__Set exercise__:
Reproduce the following material exactly, including every line.

(Records)
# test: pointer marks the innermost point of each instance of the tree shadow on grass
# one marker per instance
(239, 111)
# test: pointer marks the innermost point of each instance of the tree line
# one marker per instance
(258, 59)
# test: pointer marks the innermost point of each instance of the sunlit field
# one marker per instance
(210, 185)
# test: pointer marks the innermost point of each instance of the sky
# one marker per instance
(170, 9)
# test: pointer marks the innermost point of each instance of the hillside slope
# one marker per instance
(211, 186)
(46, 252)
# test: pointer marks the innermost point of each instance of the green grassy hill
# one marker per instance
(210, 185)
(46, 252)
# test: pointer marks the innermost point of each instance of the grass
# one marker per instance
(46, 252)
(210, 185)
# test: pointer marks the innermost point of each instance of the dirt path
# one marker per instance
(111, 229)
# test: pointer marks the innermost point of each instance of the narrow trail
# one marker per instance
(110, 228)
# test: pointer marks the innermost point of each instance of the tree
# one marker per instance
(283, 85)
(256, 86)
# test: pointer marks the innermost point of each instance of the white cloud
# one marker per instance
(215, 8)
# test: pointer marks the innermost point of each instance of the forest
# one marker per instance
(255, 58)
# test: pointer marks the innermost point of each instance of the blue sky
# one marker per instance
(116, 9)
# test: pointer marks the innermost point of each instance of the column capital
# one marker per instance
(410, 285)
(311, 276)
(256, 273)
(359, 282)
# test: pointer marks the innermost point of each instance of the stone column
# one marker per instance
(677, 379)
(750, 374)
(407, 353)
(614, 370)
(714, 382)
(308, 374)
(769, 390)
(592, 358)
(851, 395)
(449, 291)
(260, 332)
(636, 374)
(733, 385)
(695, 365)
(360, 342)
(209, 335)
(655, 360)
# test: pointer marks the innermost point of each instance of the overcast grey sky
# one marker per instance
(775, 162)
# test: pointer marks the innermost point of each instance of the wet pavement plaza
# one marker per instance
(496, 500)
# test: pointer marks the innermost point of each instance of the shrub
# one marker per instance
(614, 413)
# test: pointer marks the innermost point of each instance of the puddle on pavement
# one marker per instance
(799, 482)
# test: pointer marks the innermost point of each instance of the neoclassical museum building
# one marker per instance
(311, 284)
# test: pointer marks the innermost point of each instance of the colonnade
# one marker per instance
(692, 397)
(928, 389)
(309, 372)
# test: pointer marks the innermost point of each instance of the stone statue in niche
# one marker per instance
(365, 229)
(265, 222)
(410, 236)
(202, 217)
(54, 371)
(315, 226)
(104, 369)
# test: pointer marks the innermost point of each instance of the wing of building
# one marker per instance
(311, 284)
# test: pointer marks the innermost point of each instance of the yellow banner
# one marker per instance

__Correct answer__:
# test: pointer marks the innermost point of each instance of the tree shadow on grass
# one marker per instance
(239, 111)
# test: pointer marks the innermost point of each instance of the tree line
# one marker per instance
(258, 59)
# test: pointer marks the innermost point of each instance of the sunlit field
# one marker per instance
(210, 185)
# test: pointer marks the innermost point of each instance of the sky
# one marker per instance
(170, 9)
# test: pointer marks the innermost point of each instance of the hillside slope
# one marker per instance
(211, 186)
(46, 252)
# test: pointer marks the innermost point of each instance of the green grassy hill
# one marker per instance
(210, 185)
(46, 252)
# test: pointer marks the innermost point of each instance of the grass
# one marker per instance
(46, 252)
(210, 185)
# test: pointer marks the innermost point of each instance of the dirt path
# one marker per instance
(111, 229)
# test: pointer marks the innermost point of each instance of the narrow trail
# one marker per instance
(110, 228)
# test: pointer marks the innermost point of each instance of the tree
# one marker per instance
(283, 85)
(256, 86)
# test: pointer marks the innermost point of each instance of the white cloud
# one marker per instance
(215, 8)
# test: pointer marks the innermost point of each instance of the forest
# one marker per instance
(255, 58)
# test: pointer marks the innermost point of each instance of the blue sky
# one marker per instance
(116, 9)
# test: pointer marks the innermost point of each instance of the column capital
# one marker per instance
(410, 285)
(311, 276)
(256, 273)
(359, 282)
# test: pointer marks the innermost point of each instance of the stone column
# one marker per instance
(677, 379)
(750, 374)
(407, 353)
(614, 370)
(714, 382)
(308, 374)
(769, 390)
(592, 358)
(851, 395)
(449, 291)
(260, 332)
(636, 374)
(733, 385)
(695, 365)
(360, 342)
(209, 335)
(655, 360)
# test: pointer marks the innermost point of each instance of the overcast grey sky
# one marker per instance
(775, 162)
# test: pointer marks the innermost point of each instance of the wet pavement plaza
# one marker per instance
(496, 500)
# test: pointer marks the innermost point of each instance of the shrub
# one marker per instance
(614, 413)
# test: pointer marks the innermost point of each instance of the puddle on pavement
# one marker per instance
(799, 482)
# test: pointer marks the innermost point of each instance of the neoclassical museum building
# one marker per instance
(311, 284)
# test: pointer marks the innermost point of each instance of the colonnade
# one marker per instance
(692, 397)
(928, 389)
(309, 372)
# test: pointer marks the innermost point of each instance of the stone statue in niche
# one marker per instance
(365, 229)
(265, 222)
(410, 236)
(202, 217)
(54, 371)
(315, 226)
(104, 369)
# test: pointer marks the innermost point of each instance of the wing of building
# one marker per instance
(311, 284)
# test: pointer marks the innermost point of each instance of the yellow banner
# one marker per instance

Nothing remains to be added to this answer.